- **INPUT MATERIAL**
____________
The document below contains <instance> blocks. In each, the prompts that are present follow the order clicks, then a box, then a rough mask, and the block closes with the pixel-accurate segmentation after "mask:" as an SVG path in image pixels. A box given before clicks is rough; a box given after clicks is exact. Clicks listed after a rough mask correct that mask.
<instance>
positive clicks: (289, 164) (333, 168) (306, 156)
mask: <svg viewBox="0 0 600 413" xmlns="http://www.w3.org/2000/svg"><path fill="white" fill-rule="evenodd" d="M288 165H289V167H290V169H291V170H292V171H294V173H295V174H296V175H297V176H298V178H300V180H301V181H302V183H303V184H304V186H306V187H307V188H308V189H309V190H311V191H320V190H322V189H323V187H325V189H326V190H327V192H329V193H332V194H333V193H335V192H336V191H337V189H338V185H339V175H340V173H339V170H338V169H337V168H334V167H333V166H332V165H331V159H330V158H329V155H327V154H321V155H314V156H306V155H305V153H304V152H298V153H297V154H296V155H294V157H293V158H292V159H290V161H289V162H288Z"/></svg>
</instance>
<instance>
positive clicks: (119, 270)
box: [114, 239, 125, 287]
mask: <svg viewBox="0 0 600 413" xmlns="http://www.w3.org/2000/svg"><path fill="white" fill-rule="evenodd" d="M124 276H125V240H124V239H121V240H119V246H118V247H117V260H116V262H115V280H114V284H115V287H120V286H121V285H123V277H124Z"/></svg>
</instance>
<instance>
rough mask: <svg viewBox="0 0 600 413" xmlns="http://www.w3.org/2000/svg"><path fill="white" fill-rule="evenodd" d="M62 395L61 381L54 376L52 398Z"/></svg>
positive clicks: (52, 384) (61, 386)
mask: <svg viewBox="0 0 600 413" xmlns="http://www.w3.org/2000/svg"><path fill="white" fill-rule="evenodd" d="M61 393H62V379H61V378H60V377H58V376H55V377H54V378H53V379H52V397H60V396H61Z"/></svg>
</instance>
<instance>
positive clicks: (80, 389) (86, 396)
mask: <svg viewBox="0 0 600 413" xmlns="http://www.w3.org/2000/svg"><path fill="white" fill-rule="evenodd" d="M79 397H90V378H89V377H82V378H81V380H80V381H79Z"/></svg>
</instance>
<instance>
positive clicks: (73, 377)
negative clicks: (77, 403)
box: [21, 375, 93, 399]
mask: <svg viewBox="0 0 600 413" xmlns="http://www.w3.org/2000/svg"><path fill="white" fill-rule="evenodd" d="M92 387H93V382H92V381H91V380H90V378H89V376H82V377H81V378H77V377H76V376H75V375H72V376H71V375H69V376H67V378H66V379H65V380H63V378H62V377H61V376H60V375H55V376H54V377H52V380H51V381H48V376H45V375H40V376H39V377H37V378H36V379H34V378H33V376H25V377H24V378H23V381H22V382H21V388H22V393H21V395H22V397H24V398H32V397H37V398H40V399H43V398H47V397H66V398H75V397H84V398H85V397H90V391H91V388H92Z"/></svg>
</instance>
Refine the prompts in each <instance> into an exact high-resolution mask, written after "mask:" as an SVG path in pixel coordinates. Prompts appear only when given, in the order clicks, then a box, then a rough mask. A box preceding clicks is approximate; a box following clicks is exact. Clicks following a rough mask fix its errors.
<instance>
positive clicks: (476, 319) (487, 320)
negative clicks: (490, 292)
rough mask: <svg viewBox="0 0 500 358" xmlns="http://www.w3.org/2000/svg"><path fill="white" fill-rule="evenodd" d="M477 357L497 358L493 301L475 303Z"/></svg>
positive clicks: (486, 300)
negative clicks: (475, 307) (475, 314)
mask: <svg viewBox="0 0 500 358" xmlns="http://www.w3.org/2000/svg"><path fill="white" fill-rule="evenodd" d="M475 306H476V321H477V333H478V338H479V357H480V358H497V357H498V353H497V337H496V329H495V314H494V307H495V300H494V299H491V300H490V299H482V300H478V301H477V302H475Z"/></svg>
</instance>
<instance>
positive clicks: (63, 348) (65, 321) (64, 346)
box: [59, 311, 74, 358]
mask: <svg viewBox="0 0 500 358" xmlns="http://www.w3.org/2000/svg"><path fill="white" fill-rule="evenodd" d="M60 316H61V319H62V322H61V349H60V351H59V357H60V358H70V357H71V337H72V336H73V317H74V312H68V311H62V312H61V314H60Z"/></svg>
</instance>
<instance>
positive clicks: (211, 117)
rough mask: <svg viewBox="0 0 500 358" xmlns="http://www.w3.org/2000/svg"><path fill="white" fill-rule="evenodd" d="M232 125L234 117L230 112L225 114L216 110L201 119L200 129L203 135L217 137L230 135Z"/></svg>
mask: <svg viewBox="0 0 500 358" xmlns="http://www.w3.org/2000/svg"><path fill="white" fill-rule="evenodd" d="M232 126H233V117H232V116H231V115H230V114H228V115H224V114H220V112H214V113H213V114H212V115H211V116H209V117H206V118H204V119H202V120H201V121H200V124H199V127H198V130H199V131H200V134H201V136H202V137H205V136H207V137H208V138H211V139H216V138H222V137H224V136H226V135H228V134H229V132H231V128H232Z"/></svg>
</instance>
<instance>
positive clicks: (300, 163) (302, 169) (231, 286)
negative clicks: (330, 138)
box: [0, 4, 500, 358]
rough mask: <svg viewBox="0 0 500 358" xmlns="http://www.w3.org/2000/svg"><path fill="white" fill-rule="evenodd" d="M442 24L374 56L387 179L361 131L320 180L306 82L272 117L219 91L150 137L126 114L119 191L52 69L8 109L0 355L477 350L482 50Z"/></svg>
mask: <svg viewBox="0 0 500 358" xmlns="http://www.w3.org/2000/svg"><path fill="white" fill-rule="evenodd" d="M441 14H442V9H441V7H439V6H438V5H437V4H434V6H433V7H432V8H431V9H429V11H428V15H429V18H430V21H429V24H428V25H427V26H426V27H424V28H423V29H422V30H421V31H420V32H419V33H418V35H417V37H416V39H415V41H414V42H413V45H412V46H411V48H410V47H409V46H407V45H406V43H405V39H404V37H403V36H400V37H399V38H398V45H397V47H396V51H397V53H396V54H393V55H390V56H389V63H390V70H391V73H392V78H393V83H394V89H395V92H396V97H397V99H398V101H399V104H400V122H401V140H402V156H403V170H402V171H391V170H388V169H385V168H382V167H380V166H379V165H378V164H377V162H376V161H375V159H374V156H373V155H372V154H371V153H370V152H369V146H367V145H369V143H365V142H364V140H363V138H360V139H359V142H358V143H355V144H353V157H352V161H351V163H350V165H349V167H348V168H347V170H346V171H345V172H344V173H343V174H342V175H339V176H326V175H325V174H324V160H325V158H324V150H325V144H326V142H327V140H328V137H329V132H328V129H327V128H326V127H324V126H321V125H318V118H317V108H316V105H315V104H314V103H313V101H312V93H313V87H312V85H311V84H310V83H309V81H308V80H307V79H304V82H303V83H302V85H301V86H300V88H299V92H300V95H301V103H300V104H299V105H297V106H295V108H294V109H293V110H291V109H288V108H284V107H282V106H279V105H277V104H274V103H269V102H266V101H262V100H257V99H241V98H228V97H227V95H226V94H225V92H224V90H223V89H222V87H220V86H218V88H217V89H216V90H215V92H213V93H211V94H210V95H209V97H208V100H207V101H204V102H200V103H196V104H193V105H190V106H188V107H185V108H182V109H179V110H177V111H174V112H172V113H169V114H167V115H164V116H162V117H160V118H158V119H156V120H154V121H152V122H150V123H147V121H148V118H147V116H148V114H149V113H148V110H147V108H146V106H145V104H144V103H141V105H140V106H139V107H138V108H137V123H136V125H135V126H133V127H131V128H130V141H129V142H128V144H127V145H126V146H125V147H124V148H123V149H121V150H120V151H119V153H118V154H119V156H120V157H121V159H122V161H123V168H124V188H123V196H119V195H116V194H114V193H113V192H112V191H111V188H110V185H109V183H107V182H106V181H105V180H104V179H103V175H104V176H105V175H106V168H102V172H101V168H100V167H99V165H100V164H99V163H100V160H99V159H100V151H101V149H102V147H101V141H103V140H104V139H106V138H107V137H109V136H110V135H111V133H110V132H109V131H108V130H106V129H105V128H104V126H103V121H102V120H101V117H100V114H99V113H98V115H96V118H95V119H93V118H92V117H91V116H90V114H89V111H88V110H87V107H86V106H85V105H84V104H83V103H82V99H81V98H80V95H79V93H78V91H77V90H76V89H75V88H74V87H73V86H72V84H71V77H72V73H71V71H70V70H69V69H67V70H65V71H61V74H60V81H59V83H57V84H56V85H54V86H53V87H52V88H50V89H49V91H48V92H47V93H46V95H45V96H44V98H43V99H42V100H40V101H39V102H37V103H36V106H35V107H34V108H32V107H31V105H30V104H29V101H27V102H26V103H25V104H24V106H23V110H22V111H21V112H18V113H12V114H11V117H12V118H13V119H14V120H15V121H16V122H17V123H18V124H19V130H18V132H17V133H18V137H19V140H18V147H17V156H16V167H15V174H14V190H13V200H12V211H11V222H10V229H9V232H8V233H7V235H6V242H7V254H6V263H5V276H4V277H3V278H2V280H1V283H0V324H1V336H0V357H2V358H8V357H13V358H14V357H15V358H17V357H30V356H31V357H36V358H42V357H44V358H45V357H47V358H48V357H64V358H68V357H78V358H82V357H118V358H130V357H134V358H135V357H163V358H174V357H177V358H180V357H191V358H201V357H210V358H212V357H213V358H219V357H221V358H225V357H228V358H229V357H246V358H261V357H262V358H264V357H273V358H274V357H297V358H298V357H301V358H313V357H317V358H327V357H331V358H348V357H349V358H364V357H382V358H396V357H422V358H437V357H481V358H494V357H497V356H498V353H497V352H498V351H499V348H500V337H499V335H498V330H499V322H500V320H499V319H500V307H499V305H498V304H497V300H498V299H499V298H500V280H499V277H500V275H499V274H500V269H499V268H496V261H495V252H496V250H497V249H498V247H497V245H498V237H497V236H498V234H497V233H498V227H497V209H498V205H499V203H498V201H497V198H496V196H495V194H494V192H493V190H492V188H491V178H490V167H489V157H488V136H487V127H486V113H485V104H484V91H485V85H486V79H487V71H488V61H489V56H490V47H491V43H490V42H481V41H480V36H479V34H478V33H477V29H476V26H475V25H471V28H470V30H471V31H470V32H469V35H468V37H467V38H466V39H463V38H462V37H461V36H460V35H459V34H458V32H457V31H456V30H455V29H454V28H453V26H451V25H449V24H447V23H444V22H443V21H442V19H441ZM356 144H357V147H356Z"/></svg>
____________
- **TASK**
Among the records above, find the lines where the word "after" appears and copy them.

- **FINISHED TASK**
The document below contains <instance> blocks. In each, the prompts that are present follow the order clicks, then a box, then a rough mask, and the block closes with the pixel-accurate segmentation after "mask:" as an SVG path in image pixels. A box given before clicks is rough; a box given after clicks is exact. Clicks listed after a rough mask correct that mask.
Refine the prompts in each <instance> into an exact high-resolution mask, written after "mask:" as an SVG path in pixel coordinates. Prompts appear only when given, in the order clicks, then a box, then a rough mask. A box preceding clicks is approximate; a box following clicks is exact. Clicks following a rough mask fix its errors.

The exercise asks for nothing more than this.